**Exercise directions**.
Repeat what the lines below say, word for word, and skip every image.

## START Extracted entries

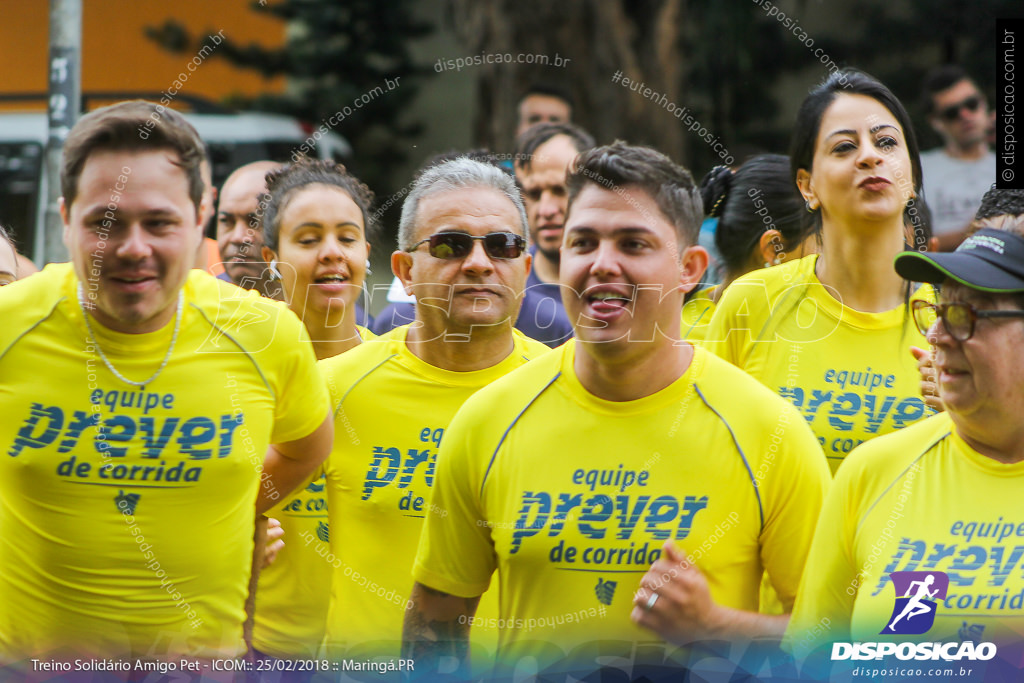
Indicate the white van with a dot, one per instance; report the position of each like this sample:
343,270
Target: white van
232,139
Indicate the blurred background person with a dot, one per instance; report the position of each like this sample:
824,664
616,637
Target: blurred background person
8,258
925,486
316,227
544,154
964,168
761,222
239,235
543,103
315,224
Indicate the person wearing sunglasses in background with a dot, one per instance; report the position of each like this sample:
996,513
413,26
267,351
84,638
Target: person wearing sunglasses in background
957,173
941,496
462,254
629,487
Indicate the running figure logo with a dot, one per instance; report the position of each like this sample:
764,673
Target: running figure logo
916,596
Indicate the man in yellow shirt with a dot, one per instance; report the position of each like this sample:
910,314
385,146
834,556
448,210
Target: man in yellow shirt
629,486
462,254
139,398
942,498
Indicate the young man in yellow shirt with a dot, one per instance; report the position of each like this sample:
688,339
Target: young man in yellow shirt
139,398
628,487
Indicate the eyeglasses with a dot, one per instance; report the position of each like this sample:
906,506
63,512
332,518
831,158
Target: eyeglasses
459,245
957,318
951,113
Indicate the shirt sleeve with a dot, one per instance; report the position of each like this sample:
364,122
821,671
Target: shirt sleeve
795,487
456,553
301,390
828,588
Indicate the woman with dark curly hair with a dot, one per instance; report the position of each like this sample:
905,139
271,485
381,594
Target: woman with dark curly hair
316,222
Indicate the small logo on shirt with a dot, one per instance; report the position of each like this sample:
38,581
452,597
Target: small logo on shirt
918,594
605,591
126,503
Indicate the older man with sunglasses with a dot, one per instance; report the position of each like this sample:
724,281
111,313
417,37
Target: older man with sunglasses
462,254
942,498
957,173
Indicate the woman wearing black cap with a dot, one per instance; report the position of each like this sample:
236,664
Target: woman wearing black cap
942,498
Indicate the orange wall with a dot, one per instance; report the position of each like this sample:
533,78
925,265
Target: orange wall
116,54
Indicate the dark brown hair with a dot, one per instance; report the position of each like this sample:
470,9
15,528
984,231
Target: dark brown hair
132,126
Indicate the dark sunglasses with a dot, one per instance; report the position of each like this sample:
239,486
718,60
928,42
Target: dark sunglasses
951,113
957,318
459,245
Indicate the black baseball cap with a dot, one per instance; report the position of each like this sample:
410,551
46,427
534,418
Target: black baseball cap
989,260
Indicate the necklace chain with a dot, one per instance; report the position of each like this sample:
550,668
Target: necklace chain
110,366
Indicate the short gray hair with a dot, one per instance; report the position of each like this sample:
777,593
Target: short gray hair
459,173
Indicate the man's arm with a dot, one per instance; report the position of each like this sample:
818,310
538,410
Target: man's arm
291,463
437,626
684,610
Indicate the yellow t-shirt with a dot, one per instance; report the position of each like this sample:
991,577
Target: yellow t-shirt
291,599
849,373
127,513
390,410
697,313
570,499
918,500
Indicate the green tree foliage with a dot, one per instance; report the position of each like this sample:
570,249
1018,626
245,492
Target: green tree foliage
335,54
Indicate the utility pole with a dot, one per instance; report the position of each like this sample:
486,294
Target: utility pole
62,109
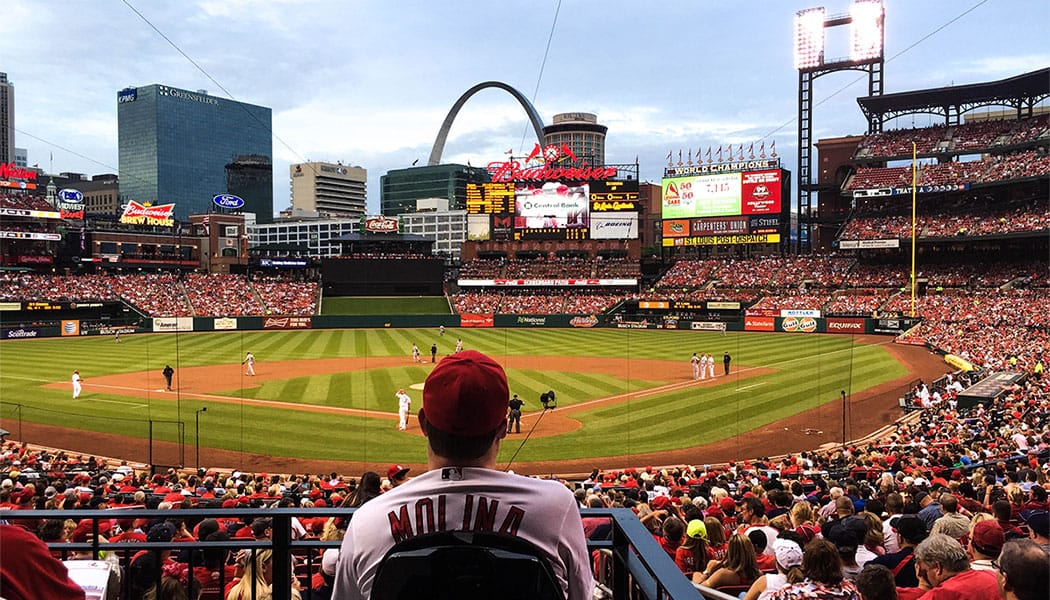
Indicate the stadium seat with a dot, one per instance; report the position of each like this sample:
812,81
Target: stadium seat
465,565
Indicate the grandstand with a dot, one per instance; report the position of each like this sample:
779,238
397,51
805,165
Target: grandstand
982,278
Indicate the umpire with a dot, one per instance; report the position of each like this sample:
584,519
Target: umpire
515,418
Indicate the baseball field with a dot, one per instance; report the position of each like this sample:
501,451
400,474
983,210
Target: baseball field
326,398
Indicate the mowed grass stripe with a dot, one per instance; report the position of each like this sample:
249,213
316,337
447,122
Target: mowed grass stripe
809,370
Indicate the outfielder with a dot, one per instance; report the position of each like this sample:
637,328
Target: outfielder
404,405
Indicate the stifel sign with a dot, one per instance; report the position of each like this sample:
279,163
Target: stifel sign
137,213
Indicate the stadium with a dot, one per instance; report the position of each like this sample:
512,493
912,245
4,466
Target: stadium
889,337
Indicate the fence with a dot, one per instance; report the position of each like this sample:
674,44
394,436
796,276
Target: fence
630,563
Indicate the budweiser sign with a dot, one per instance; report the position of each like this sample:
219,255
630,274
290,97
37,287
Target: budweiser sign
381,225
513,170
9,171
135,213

## END Extracted entries

**The solution**.
Indicate the white van with a dot, one per instance; report the position of each like this sample:
343,270
Target: white van
232,139
Indicate the blurred background person with a dot, one per instance; report the position of each like this sample:
824,664
616,637
Target: blurred background person
8,258
925,486
316,227
544,154
964,168
761,222
239,235
543,103
315,224
Indicate the person wearing sunglasses in background with a dot, one per instance; report the position of each like this sample:
996,513
413,26
267,351
84,638
Target: person wearing sunglasses in background
957,173
941,496
462,254
629,487
Indicate the running figure logo with a dot, one per instance; report the position of each like this sample:
764,673
Target: running figure logo
916,596
Indicate the man in yellow shirt with a dot, one per instance; report the position of each like this sample:
910,314
385,146
834,556
448,210
Target: man in yellow shirt
629,486
462,254
139,398
942,498
Indicate the young man in yellow shirt with a dot, one per instance; report the position of each like this sample:
688,339
Target: young man in yellow shirt
139,398
628,487
Indicate the eyeglasses with a dot, one per instance; report the position of each like this sample:
906,506
63,512
332,518
831,158
Target: eyeglasses
459,245
957,318
951,113
Indicate the shirt sleeve with a dot, one per instance; report the position of each like this sample:
364,122
821,671
Target: shirt sleeve
795,487
456,553
301,390
828,588
Indicate the woman with dark curly hair with a dot, one per instance; report the position of each like this sample:
905,139
271,485
381,594
Target: woman with dark curly hair
316,222
Indicate the small logo on shirt with a dot, one per instance; report the position of each like this sample:
38,581
452,597
Target: small logo on shirt
918,594
605,591
126,503
Indicate the older man with sunglasses with a dot, one per instance; report the position of each like this sample:
724,281
111,313
417,37
Target: older man with sunglasses
462,254
942,498
957,173
Indicate the woman wearing black cap with a dot, one per instance; report the position of each like this sample:
236,664
Target: woman wearing black cap
942,498
Indicate the orange wall with a dot, one per instance; report the position of each like this sample:
533,78
925,265
Target: orange wall
116,54
Indicate the dark brown hair with a dot, one per instance; report the position of each like this sample:
470,9
15,528
984,231
Target: dark brown hair
132,126
Indicate the dark sunglasses with a dot, one per instance; report the position of each like this sample:
239,486
718,60
928,42
Target: dark sunglasses
951,113
957,318
459,245
Indicate the black baseball cap with a dot, one per instance; report the position of each like this sample:
410,551
46,427
534,418
Target: black baseball cap
989,260
Indicate the necklace chain with a dot, one per instance; report the position of each like this sample:
550,668
Target: necklace chain
110,366
Indicate the short gray hair with a dot, one per instance; report the position of each like this sample:
777,593
Target: short gray hair
459,173
Indicate the man's arm with a dot, one per instance; report the position of each like this sample:
818,310
538,410
Target: man's arm
291,463
437,626
684,610
Indicate the yellow t-shirt with a dot, one per instance; report the position of each like this sample:
991,577
Target: yellow t-shirt
291,599
849,373
127,513
390,410
697,313
570,499
918,500
Indicate the green tree foliage with a dot, one per instance; report the position of each like this sample:
570,249
1018,626
245,492
Target: green tree foliage
335,54
Indicate the utility pole with a dot, one per instance; report the position of each like this sample:
486,294
Target: utility pole
62,109
Indicate the stadium seat with a dot, one per instance; report the position of each like this sample:
812,81
Target: stadium seat
465,565
Indicate the grandstand with a dot, one per instance; report the position of each like this sample:
779,238
397,51
805,165
Target: grandstand
982,278
Indicate the umpire with a dot, one per instance; report the position of each like this sample:
584,519
Target: umpire
515,418
Indicate the baseball field with a dot, one per instance; report the position of each like this sample:
501,451
400,474
983,210
Target: baseball field
326,398
Indicate the mowed grass stripe with a dot, one per instance; report the position of each like this sample:
249,213
316,337
447,122
Target: mowed grass stripe
809,370
Indicate the outfielder with a dot, one per instance; report the position of each like this sample:
637,328
Target: outfielder
404,405
Indicate the stifel sign with a dot, one per instance; report the position of each like this sample:
279,163
Target: stifel sign
137,213
Indicate the stadium with a dot, one per instance; report the position of each like this sample:
512,493
912,245
4,466
Target: stadium
889,337
Indicate the fence with a dot, one per instance; report the position of each like this sample:
674,44
394,436
796,276
Target: fence
630,563
Indicate the budweiser sign with a dot, one per instance; report the position of each like this sample:
219,255
630,274
290,97
37,287
Target: budweiser sign
381,225
513,170
9,171
135,213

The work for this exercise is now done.